▶ **Dataset entries**
= = = = = = =
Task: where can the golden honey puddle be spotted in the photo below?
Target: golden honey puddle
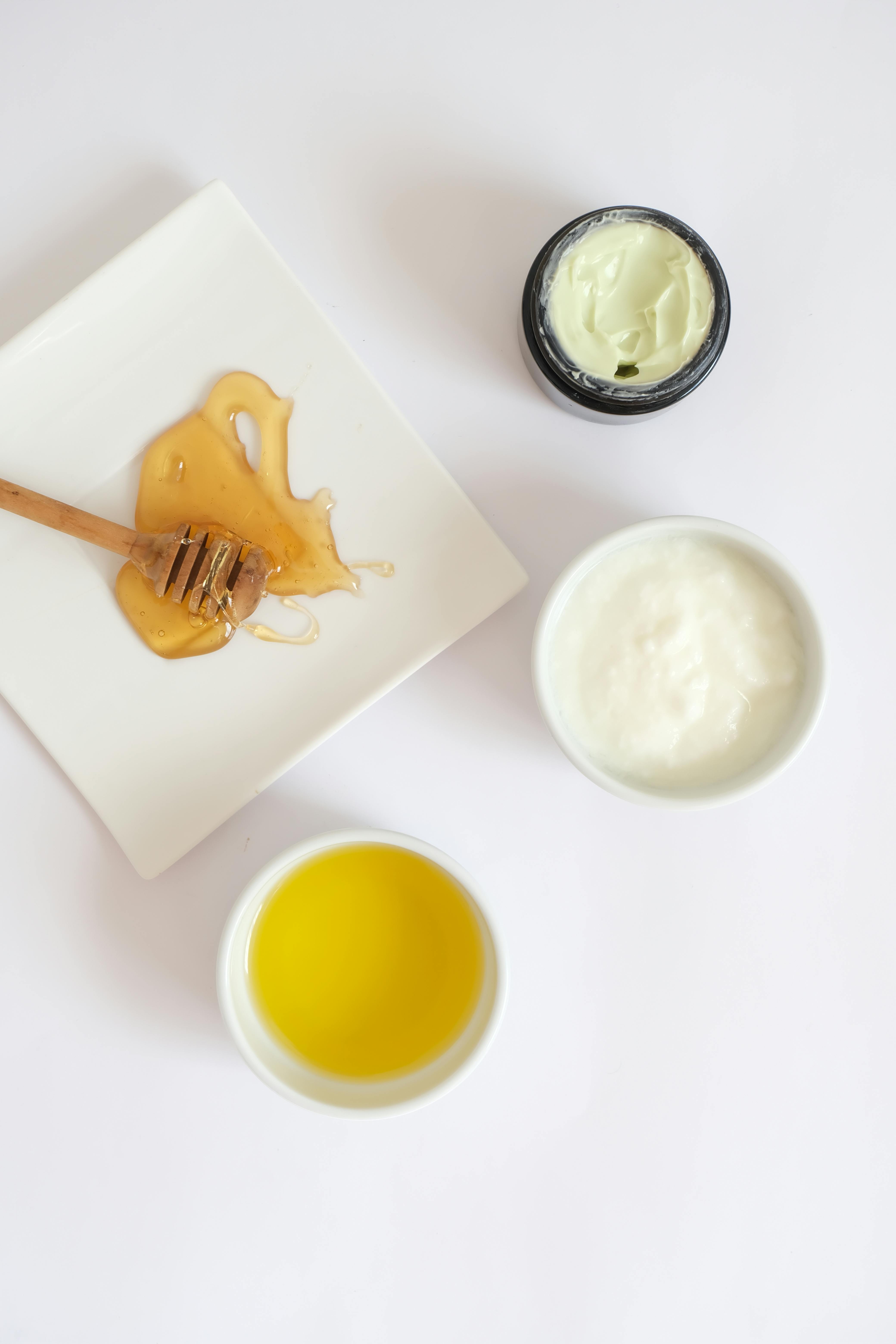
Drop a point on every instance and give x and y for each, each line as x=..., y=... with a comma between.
x=198, y=472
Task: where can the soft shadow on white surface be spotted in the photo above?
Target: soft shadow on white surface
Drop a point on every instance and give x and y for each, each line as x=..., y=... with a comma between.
x=166, y=932
x=120, y=212
x=465, y=245
x=484, y=681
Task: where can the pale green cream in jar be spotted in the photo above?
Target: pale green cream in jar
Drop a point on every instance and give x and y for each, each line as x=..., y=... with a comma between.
x=631, y=303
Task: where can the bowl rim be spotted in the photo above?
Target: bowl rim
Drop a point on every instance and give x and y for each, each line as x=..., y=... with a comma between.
x=254, y=894
x=774, y=565
x=593, y=394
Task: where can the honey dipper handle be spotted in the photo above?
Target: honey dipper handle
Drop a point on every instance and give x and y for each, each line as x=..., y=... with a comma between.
x=88, y=527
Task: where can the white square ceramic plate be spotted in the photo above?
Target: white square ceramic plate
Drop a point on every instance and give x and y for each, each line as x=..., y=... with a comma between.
x=167, y=751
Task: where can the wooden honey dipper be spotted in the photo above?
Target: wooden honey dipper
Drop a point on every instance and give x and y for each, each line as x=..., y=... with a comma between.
x=218, y=570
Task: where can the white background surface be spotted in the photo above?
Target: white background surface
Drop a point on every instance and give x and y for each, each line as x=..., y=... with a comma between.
x=684, y=1132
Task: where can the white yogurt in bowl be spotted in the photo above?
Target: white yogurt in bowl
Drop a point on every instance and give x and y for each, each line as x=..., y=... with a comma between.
x=679, y=663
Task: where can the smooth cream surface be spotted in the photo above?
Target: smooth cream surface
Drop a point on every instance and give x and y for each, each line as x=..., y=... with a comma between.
x=631, y=295
x=676, y=662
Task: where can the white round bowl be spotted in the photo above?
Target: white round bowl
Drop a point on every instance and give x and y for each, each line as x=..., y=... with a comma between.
x=308, y=1087
x=807, y=714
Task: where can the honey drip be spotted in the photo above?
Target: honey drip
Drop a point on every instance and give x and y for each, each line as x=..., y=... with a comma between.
x=198, y=472
x=264, y=632
x=383, y=568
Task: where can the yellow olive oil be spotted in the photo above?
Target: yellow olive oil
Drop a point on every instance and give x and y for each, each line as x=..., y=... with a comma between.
x=367, y=960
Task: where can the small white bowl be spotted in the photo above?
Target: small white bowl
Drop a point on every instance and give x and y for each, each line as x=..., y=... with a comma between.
x=807, y=714
x=318, y=1090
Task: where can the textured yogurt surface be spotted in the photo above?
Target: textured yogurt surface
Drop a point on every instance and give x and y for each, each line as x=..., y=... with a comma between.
x=676, y=662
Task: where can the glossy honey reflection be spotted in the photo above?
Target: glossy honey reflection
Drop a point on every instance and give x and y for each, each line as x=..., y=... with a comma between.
x=367, y=961
x=198, y=472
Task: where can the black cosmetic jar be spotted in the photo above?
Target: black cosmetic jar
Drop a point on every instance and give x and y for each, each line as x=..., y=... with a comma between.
x=585, y=394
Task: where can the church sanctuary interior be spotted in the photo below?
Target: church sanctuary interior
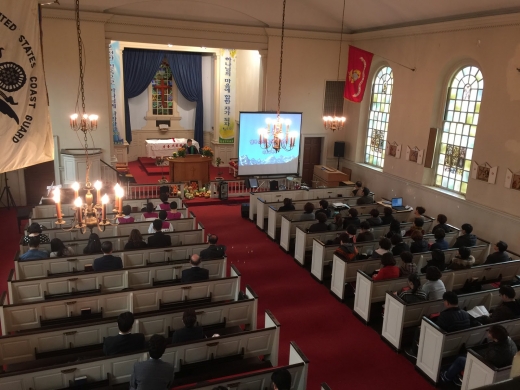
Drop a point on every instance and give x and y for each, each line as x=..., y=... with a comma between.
x=253, y=195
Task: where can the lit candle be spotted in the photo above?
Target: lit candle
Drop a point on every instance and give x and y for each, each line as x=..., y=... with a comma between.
x=57, y=199
x=75, y=187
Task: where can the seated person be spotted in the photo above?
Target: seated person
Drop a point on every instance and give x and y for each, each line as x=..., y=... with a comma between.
x=463, y=260
x=440, y=243
x=466, y=238
x=173, y=213
x=389, y=270
x=418, y=244
x=34, y=252
x=375, y=219
x=347, y=250
x=399, y=245
x=418, y=213
x=190, y=332
x=287, y=205
x=352, y=219
x=190, y=148
x=34, y=230
x=499, y=256
x=384, y=247
x=509, y=308
x=93, y=245
x=159, y=239
x=213, y=251
x=387, y=216
x=58, y=249
x=149, y=214
x=153, y=373
x=196, y=272
x=165, y=205
x=500, y=352
x=321, y=225
x=107, y=262
x=365, y=234
x=135, y=241
x=438, y=260
x=281, y=379
x=442, y=219
x=124, y=342
x=126, y=218
x=414, y=293
x=324, y=208
x=434, y=286
x=308, y=212
x=366, y=198
x=408, y=267
x=166, y=226
x=418, y=223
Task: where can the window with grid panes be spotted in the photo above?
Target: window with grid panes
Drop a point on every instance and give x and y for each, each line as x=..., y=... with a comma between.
x=459, y=129
x=379, y=117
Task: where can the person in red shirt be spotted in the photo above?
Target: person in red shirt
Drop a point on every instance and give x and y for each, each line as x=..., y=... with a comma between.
x=389, y=270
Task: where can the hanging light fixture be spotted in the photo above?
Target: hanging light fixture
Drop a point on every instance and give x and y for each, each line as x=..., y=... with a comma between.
x=336, y=122
x=276, y=134
x=87, y=214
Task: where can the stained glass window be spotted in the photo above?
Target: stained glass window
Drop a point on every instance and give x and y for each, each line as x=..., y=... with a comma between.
x=379, y=117
x=162, y=99
x=459, y=130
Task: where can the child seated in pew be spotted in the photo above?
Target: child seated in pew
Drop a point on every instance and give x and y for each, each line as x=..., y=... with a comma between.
x=500, y=352
x=463, y=260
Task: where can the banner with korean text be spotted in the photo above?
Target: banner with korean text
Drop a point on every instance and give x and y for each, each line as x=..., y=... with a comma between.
x=227, y=77
x=25, y=127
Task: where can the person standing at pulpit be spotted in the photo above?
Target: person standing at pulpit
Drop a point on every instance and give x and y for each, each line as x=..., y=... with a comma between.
x=190, y=148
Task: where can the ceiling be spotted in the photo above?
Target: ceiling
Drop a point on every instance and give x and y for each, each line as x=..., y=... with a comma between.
x=310, y=15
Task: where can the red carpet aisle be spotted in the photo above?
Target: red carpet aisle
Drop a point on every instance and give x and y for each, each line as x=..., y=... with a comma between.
x=342, y=351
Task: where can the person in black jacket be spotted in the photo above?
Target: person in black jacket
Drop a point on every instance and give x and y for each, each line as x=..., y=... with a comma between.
x=159, y=239
x=500, y=255
x=466, y=238
x=190, y=332
x=213, y=251
x=125, y=341
x=195, y=273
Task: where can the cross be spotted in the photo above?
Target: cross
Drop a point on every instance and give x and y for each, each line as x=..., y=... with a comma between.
x=161, y=86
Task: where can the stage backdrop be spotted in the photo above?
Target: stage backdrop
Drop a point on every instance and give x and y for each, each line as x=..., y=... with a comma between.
x=25, y=127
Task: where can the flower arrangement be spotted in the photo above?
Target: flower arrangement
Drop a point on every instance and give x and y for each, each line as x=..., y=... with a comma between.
x=207, y=152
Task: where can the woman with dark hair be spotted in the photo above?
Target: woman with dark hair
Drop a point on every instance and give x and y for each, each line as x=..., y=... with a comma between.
x=434, y=287
x=414, y=293
x=35, y=230
x=135, y=241
x=58, y=249
x=93, y=245
x=389, y=270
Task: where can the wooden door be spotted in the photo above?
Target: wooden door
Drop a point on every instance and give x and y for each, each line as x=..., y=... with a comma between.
x=37, y=178
x=311, y=157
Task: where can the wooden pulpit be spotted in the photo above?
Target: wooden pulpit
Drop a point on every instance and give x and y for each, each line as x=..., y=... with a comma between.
x=193, y=167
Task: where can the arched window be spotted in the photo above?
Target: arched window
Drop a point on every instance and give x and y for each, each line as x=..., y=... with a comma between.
x=379, y=116
x=459, y=129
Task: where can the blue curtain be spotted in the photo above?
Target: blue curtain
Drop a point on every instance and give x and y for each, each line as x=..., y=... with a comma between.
x=139, y=69
x=187, y=73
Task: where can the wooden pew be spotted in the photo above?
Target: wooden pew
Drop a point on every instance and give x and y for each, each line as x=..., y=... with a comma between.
x=24, y=346
x=77, y=284
x=244, y=345
x=435, y=344
x=118, y=242
x=68, y=310
x=400, y=315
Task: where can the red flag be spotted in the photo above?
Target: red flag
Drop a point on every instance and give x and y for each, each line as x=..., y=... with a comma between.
x=359, y=62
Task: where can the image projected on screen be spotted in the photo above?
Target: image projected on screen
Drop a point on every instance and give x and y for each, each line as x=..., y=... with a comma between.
x=260, y=153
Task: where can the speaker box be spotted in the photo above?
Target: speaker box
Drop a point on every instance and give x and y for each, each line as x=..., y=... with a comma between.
x=339, y=149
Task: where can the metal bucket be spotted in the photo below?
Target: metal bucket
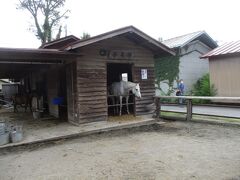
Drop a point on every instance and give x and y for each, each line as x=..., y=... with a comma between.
x=4, y=138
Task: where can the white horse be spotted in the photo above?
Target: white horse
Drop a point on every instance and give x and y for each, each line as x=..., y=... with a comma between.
x=122, y=89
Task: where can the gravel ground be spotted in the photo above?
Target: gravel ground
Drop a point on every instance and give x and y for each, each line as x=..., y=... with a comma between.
x=175, y=150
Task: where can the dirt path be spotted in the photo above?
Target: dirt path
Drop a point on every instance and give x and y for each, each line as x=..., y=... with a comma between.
x=176, y=151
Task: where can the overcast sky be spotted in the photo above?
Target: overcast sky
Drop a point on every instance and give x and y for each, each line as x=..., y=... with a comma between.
x=157, y=18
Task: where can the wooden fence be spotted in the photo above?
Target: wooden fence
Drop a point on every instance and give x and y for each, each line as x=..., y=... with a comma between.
x=189, y=104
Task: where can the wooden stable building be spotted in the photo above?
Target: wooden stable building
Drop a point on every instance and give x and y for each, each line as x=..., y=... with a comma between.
x=80, y=71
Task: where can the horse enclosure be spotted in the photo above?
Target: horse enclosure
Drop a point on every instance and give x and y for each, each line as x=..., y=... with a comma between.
x=72, y=76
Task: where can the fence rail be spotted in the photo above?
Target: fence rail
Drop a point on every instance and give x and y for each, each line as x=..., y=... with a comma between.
x=189, y=104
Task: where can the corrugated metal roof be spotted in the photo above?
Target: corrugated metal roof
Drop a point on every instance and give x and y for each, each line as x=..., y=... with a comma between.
x=129, y=32
x=181, y=41
x=227, y=48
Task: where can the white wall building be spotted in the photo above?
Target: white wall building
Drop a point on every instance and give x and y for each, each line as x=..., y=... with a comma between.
x=190, y=48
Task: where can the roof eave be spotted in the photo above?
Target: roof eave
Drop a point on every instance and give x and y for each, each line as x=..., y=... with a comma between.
x=111, y=34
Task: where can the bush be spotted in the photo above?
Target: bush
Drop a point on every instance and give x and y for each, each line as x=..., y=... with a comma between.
x=203, y=88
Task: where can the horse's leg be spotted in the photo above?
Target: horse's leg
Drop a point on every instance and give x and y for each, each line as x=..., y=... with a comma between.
x=120, y=98
x=127, y=97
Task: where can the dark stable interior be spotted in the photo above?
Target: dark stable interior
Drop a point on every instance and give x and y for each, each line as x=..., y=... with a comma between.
x=114, y=74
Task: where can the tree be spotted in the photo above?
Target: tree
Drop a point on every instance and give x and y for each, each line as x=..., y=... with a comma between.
x=46, y=15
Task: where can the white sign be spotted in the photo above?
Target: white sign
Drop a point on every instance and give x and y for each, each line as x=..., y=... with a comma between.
x=144, y=73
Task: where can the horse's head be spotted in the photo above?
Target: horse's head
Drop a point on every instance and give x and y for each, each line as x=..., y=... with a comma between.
x=136, y=91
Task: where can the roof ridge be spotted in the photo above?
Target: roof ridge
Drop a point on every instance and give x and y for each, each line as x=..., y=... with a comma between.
x=184, y=35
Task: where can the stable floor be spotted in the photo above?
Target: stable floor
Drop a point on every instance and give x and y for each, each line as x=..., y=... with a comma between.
x=49, y=128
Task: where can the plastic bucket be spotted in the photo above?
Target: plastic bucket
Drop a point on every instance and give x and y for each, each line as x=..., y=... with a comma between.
x=37, y=114
x=2, y=128
x=16, y=136
x=4, y=138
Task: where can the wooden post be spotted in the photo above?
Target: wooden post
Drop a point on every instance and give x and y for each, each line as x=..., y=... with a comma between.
x=158, y=107
x=189, y=110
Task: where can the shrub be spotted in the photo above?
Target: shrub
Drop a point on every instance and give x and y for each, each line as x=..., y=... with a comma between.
x=203, y=88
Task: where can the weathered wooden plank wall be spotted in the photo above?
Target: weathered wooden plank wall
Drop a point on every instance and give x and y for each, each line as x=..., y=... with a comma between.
x=52, y=91
x=71, y=92
x=91, y=77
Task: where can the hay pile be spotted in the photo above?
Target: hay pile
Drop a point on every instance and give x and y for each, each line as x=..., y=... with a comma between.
x=126, y=117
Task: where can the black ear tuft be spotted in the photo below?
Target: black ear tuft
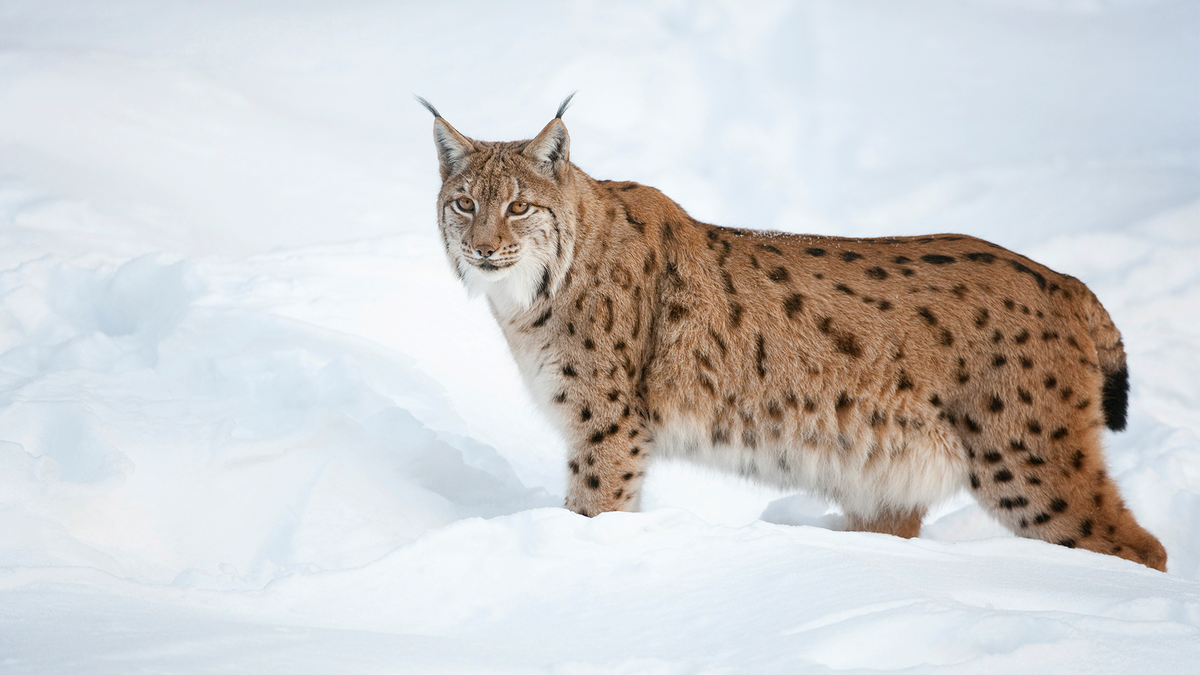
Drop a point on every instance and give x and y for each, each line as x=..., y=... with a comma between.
x=562, y=107
x=431, y=108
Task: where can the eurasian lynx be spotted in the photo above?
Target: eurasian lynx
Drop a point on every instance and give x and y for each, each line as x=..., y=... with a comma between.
x=883, y=374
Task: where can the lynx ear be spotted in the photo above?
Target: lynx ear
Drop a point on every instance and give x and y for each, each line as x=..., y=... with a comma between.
x=453, y=147
x=551, y=149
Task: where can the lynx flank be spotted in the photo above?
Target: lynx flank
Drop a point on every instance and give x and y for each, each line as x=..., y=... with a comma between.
x=883, y=374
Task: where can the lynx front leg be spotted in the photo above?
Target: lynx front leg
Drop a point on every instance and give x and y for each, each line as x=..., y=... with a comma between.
x=606, y=464
x=898, y=523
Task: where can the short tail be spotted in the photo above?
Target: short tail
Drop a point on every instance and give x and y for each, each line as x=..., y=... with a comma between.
x=1111, y=357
= = = = = = =
The result should be an exact copy of only the lines above from the one that holds "Task: where can the smooth" through the one that holds "Target: lit candle", both ends included, without pictures.

▶ **Answer space**
Task: where can the smooth cream surface be spotted in the photo above?
Target: smooth cream surface
Drop a point on every instance and give x and y for each, each line as x=..., y=... with a comma between.
x=631, y=295
x=676, y=662
Task: where can the white round bowl be spotted in the photo above?
Target: white round bowl
Drop a point on every instance and give x and y for each, each line as x=..., y=... with a comma between.
x=308, y=1087
x=807, y=714
Task: where can the honey drip be spotted in the photo above?
Target: honey drip
Drop a point on every instance and give x and y for each, each line as x=..., y=... with a comma between.
x=198, y=472
x=264, y=632
x=383, y=568
Task: where can the yellow olive oil be spotted in the photo above?
Target: yellow olive oil
Drop a point on every instance and give x and y for each, each line as x=..., y=... with a comma between.
x=367, y=960
Task: where can the small white bowl be spotted in the photo above?
Target: small white bowl
Drop a point on every instance and give x and y for each, each line as x=..., y=... with a comma between.
x=807, y=714
x=318, y=1090
Task: where can the textured yogurt surface be spotted in the photo above?
Target: textured yogurt surface
Drop a point on every instance and give x and y for each, each line as x=..., y=... with a comma between.
x=676, y=662
Task: where can the glossy honey reflection be spotted in the photo above?
Target: glossy honey reflection
Drop a point on every instance and give x and y for each, each line as x=..., y=... with a comma between.
x=367, y=961
x=198, y=472
Task: where can the black cosmetic jar be spotted in the photo above?
Target: black cosmetic jar
Drop a point on every instance and give x and y for each, each line as x=..., y=... with a comma between.
x=585, y=394
Task: where can the church sanctuary interior be spotted in the photo below?
Target: church sanctuary interior
Drop a point on every instance and give x and y for each, each line as x=..., y=... with a comma between.
x=253, y=195
Task: where can the lit candle be spotted in the photo above?
Target: lit candle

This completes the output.